> _Required action_
Lines before the one holding "Target: lichen-covered rock" are not wanted. Please copy that line and everything after it to the end of the records, exactly, skipping pictures.

> _Input data_
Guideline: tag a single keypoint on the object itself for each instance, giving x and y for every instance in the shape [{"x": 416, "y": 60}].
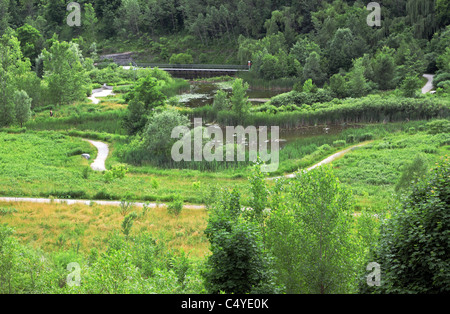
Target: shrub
[
  {"x": 413, "y": 246},
  {"x": 176, "y": 206},
  {"x": 438, "y": 126},
  {"x": 7, "y": 211},
  {"x": 339, "y": 143}
]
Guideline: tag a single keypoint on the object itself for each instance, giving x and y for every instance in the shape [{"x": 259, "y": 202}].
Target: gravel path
[
  {"x": 429, "y": 86},
  {"x": 325, "y": 161},
  {"x": 105, "y": 91},
  {"x": 103, "y": 152},
  {"x": 99, "y": 165}
]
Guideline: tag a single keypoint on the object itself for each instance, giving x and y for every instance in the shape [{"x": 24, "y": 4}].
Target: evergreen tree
[
  {"x": 313, "y": 70},
  {"x": 22, "y": 105}
]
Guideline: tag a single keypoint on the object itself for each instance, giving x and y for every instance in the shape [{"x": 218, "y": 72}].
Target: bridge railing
[{"x": 193, "y": 66}]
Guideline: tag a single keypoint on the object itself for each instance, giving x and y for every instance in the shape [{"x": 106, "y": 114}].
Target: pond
[{"x": 202, "y": 93}]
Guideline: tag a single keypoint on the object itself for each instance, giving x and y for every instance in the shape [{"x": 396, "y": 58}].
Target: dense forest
[{"x": 338, "y": 87}]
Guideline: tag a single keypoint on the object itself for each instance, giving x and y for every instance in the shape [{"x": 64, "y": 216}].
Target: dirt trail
[
  {"x": 429, "y": 86},
  {"x": 103, "y": 152},
  {"x": 100, "y": 162}
]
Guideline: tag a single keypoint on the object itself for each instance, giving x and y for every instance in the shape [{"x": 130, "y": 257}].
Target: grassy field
[
  {"x": 48, "y": 164},
  {"x": 55, "y": 227}
]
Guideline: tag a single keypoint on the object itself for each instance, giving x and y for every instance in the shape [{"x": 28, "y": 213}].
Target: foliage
[
  {"x": 414, "y": 243},
  {"x": 238, "y": 263},
  {"x": 127, "y": 223},
  {"x": 22, "y": 105},
  {"x": 412, "y": 172},
  {"x": 310, "y": 234},
  {"x": 64, "y": 73},
  {"x": 176, "y": 206}
]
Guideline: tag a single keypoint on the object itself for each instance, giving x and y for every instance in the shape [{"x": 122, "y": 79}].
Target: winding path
[
  {"x": 99, "y": 165},
  {"x": 327, "y": 160},
  {"x": 100, "y": 92},
  {"x": 103, "y": 152},
  {"x": 429, "y": 86}
]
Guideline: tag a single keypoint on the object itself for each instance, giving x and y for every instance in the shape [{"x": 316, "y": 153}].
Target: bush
[
  {"x": 413, "y": 246},
  {"x": 438, "y": 126},
  {"x": 339, "y": 143},
  {"x": 176, "y": 206},
  {"x": 442, "y": 77}
]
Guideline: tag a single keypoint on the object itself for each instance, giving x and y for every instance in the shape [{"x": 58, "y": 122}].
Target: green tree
[
  {"x": 64, "y": 73},
  {"x": 410, "y": 86},
  {"x": 238, "y": 263},
  {"x": 313, "y": 70},
  {"x": 13, "y": 71},
  {"x": 338, "y": 85},
  {"x": 343, "y": 48},
  {"x": 89, "y": 23},
  {"x": 384, "y": 69},
  {"x": 413, "y": 246},
  {"x": 239, "y": 100},
  {"x": 310, "y": 233},
  {"x": 157, "y": 134},
  {"x": 144, "y": 97},
  {"x": 31, "y": 41},
  {"x": 5, "y": 16},
  {"x": 22, "y": 105},
  {"x": 412, "y": 172},
  {"x": 357, "y": 83},
  {"x": 127, "y": 223},
  {"x": 221, "y": 101}
]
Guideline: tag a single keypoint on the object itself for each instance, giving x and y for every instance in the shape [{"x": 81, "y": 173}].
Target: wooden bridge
[{"x": 192, "y": 71}]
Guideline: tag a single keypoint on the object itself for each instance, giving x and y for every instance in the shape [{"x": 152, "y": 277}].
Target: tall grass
[{"x": 108, "y": 122}]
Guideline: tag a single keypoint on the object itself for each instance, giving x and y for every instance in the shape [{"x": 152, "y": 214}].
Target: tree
[
  {"x": 344, "y": 47},
  {"x": 313, "y": 70},
  {"x": 64, "y": 73},
  {"x": 443, "y": 12},
  {"x": 410, "y": 86},
  {"x": 89, "y": 24},
  {"x": 30, "y": 41},
  {"x": 309, "y": 231},
  {"x": 338, "y": 85},
  {"x": 221, "y": 101},
  {"x": 4, "y": 15},
  {"x": 412, "y": 172},
  {"x": 357, "y": 83},
  {"x": 127, "y": 223},
  {"x": 384, "y": 68},
  {"x": 130, "y": 11},
  {"x": 413, "y": 246},
  {"x": 142, "y": 99},
  {"x": 238, "y": 263},
  {"x": 13, "y": 69},
  {"x": 22, "y": 105},
  {"x": 443, "y": 61},
  {"x": 157, "y": 134},
  {"x": 239, "y": 101}
]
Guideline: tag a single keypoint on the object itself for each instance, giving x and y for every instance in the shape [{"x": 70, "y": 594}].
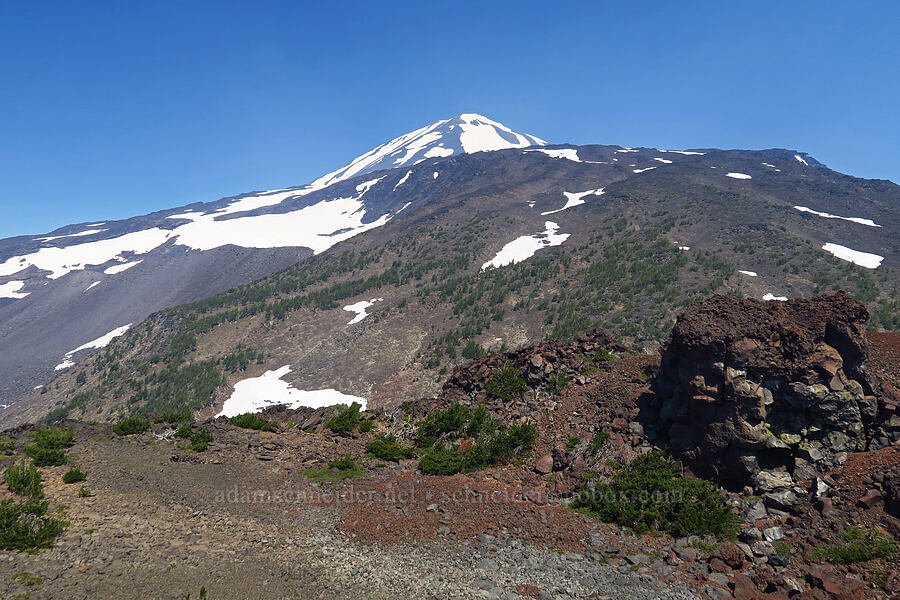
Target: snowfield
[
  {"x": 101, "y": 342},
  {"x": 360, "y": 309},
  {"x": 524, "y": 247},
  {"x": 257, "y": 393},
  {"x": 859, "y": 220},
  {"x": 10, "y": 289},
  {"x": 863, "y": 259},
  {"x": 574, "y": 199},
  {"x": 123, "y": 267},
  {"x": 567, "y": 153}
]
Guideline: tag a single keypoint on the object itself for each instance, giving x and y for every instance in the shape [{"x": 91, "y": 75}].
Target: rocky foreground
[{"x": 755, "y": 401}]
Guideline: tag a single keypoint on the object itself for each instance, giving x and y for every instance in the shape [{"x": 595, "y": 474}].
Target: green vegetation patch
[
  {"x": 131, "y": 425},
  {"x": 854, "y": 545},
  {"x": 650, "y": 495},
  {"x": 250, "y": 421}
]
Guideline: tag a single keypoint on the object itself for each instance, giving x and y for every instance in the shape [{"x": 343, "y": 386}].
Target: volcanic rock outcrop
[{"x": 769, "y": 394}]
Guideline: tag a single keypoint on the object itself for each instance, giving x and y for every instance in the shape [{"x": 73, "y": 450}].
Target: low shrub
[
  {"x": 507, "y": 383},
  {"x": 74, "y": 475},
  {"x": 250, "y": 421},
  {"x": 650, "y": 495},
  {"x": 386, "y": 447},
  {"x": 131, "y": 425},
  {"x": 25, "y": 526},
  {"x": 855, "y": 545},
  {"x": 174, "y": 417},
  {"x": 53, "y": 439},
  {"x": 598, "y": 440},
  {"x": 346, "y": 420},
  {"x": 46, "y": 457},
  {"x": 25, "y": 480}
]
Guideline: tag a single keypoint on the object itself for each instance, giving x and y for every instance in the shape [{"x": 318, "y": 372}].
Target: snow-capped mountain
[
  {"x": 60, "y": 290},
  {"x": 467, "y": 133}
]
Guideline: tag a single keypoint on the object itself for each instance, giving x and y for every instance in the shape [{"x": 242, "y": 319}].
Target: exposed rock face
[
  {"x": 769, "y": 394},
  {"x": 539, "y": 365}
]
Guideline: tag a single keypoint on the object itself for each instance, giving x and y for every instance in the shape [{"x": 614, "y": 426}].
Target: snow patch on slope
[
  {"x": 11, "y": 289},
  {"x": 360, "y": 309},
  {"x": 101, "y": 342},
  {"x": 863, "y": 259},
  {"x": 859, "y": 220},
  {"x": 257, "y": 393},
  {"x": 574, "y": 199},
  {"x": 525, "y": 246}
]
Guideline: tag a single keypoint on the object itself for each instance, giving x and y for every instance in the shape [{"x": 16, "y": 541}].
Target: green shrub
[
  {"x": 598, "y": 441},
  {"x": 46, "y": 457},
  {"x": 346, "y": 420},
  {"x": 507, "y": 383},
  {"x": 345, "y": 463},
  {"x": 74, "y": 475},
  {"x": 855, "y": 545},
  {"x": 441, "y": 460},
  {"x": 25, "y": 526},
  {"x": 7, "y": 444},
  {"x": 440, "y": 422},
  {"x": 131, "y": 425},
  {"x": 200, "y": 440},
  {"x": 53, "y": 438},
  {"x": 480, "y": 422},
  {"x": 25, "y": 480},
  {"x": 250, "y": 421},
  {"x": 649, "y": 495},
  {"x": 386, "y": 447}
]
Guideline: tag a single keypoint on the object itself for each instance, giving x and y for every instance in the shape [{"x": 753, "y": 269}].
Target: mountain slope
[
  {"x": 61, "y": 290},
  {"x": 617, "y": 237}
]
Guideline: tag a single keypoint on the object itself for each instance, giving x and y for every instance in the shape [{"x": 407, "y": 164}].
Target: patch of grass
[
  {"x": 7, "y": 444},
  {"x": 346, "y": 420},
  {"x": 649, "y": 494},
  {"x": 386, "y": 447},
  {"x": 854, "y": 545},
  {"x": 507, "y": 383},
  {"x": 250, "y": 421},
  {"x": 25, "y": 480},
  {"x": 131, "y": 425},
  {"x": 74, "y": 475},
  {"x": 26, "y": 526},
  {"x": 337, "y": 470},
  {"x": 598, "y": 441}
]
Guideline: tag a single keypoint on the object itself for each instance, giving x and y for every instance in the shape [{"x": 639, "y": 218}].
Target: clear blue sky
[{"x": 113, "y": 109}]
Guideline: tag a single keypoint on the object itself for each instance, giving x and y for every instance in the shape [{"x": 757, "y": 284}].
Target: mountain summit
[{"x": 464, "y": 134}]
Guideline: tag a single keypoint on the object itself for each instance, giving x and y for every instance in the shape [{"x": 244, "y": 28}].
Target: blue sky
[{"x": 113, "y": 109}]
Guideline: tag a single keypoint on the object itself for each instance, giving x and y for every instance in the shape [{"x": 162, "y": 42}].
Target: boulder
[{"x": 768, "y": 394}]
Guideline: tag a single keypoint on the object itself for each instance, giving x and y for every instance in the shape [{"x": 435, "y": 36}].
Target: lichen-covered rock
[{"x": 768, "y": 393}]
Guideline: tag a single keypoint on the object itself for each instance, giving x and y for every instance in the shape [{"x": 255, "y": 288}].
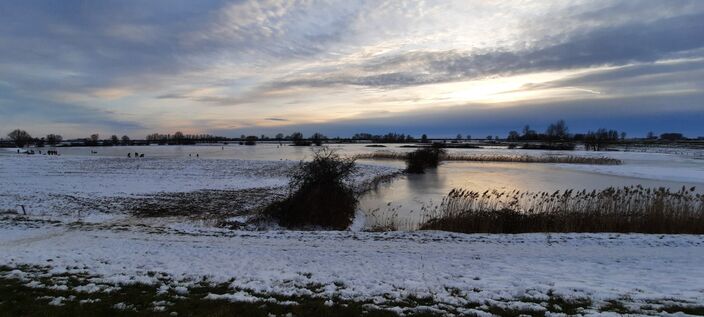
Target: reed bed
[
  {"x": 628, "y": 209},
  {"x": 564, "y": 159}
]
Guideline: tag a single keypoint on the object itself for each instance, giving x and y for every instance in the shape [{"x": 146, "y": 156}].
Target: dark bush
[
  {"x": 319, "y": 194},
  {"x": 420, "y": 159}
]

> _Reply_
Target: lichen-covered rock
[{"x": 768, "y": 393}]
Guideline: tag a single keypoint on the object itself for each instance, giving x and y for every instance in the shape [{"x": 255, "y": 288}].
Target: reed bed
[
  {"x": 628, "y": 209},
  {"x": 564, "y": 159}
]
Guideline: tag a single keypoint on the object itself for each instance, giving x and y for every instance in the shape [{"x": 146, "y": 156}].
Target: dark bush
[
  {"x": 319, "y": 194},
  {"x": 420, "y": 159}
]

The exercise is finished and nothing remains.